Quoted text »
----
2020 NFL Draft at a glance

Better in 2020: QB, RB, WR, OT, CB, S

Worse in 2020: TE, OG, C, DL, EDGE, LB

Rk Name College HT WT YR
1 Andrew Thomas Georgia 6'5 320 JR
2 Tristan Wirfs Iowa 6'5 320 JR
3 Prince Wanogho Auburn 6'6 305 rSR
4 Walker Little Stanford 6'6 313 JR
5 Trey Adams Washington 6'7 306 rSR
6 Alaric Jackson Iowa 6'6 320 rJR
7 Calvin Throckmorton Oregon 6'5 318 rSR
8 Ezra Cleveland Boise State 6'5 309 rJR
9 Cole Van Lanen Wisconsin 6'5 311 rJR
10 Lucas Niang TCU 6'6 336 rSR

Just missed: Colton McKivitz (West Virginia) | 6'6/312, Alex Leatherwood (Alabama) | 6'5/310

Potential riser: Samuel Cosmi (Texas) | 6'5/295

Needs a leap: Trey Smith (Tennessee) | 6'5/337

Deep sleeper: Landon Young (Kentucky) | 6'6/324

2021 prospect to monitor: Penei Sewell (Oregon) | 6'6/350


1. Andrew Thomas (Georgia) | 6'5/320

Thomas’ traits are elite, a well-built banger with easy athleticism and plenty of brute strength. His joints shouldn’t be as pliable as they are. Thomas is a 320-pound spring, with the supreme flexibility to coil back into sunken hips and the supreme explosion to strike with ferocious power.

A consensus 2018 All-American, Thomas has started 28 of 29 career games, only missing one with a sprained knee. His career progression has followed the Jonah Williams path. Thomas started at right tackle as a true freshman before moving to the opposite side as a sophomore in 2018 to take over for a player who’d moved on to the NFL (in Jonah’s case, that was Cam Robinson; in Andrew’s, Isaiah Wynn).
----
To be done » According to the 2020 NFL Draft overview, how many career games has Andrew Thomas started?
----
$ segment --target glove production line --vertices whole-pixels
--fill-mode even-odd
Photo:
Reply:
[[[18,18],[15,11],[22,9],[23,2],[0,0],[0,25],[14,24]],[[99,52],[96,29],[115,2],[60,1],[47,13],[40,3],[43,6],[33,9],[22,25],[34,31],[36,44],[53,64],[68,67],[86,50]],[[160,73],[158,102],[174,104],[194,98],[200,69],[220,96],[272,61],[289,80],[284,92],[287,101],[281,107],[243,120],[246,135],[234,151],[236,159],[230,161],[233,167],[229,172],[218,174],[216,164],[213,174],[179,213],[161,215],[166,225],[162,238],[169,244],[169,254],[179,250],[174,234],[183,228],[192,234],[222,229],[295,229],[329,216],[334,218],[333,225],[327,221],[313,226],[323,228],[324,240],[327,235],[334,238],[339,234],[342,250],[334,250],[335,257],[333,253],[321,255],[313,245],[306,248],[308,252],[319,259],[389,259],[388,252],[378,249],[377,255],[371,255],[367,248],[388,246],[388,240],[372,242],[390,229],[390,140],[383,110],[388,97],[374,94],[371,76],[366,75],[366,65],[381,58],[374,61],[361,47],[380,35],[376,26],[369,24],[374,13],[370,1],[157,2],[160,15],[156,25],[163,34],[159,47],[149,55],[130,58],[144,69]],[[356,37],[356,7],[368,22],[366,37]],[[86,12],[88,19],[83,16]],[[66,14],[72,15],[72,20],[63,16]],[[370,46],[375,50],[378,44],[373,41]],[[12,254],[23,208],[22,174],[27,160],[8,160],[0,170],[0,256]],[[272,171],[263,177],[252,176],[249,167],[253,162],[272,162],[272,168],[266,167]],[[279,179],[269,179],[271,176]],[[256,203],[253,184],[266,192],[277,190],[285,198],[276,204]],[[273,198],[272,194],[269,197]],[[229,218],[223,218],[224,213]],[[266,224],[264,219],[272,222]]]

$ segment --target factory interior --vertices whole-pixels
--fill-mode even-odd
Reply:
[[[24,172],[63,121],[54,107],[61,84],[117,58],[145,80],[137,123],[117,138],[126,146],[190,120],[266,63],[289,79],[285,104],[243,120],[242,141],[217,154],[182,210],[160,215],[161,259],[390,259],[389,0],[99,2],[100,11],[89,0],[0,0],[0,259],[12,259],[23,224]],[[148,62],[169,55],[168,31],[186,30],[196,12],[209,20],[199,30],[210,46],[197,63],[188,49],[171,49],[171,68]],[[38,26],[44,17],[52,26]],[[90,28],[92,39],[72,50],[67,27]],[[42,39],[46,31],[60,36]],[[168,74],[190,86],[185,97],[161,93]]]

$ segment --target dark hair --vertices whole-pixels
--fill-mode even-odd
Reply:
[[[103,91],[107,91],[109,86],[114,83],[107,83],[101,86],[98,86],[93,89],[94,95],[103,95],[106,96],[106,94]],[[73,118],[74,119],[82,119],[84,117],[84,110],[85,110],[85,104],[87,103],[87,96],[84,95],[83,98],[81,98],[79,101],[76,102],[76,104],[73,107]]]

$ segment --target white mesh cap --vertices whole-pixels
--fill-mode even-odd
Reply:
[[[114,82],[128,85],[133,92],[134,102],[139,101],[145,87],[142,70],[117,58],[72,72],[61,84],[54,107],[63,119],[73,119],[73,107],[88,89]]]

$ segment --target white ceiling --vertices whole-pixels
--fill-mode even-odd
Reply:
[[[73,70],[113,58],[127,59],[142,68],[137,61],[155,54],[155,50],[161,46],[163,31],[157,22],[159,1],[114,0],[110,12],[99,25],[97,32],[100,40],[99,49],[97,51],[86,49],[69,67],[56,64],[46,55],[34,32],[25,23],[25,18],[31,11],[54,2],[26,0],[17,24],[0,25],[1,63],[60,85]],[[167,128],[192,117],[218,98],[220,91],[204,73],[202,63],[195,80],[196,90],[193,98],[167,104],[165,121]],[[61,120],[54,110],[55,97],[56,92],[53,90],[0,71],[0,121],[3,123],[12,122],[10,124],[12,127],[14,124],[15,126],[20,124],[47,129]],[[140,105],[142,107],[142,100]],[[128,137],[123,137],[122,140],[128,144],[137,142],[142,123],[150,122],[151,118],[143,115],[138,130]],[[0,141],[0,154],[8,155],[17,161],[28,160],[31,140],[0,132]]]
----
Result of the task » 28 of 29 career games.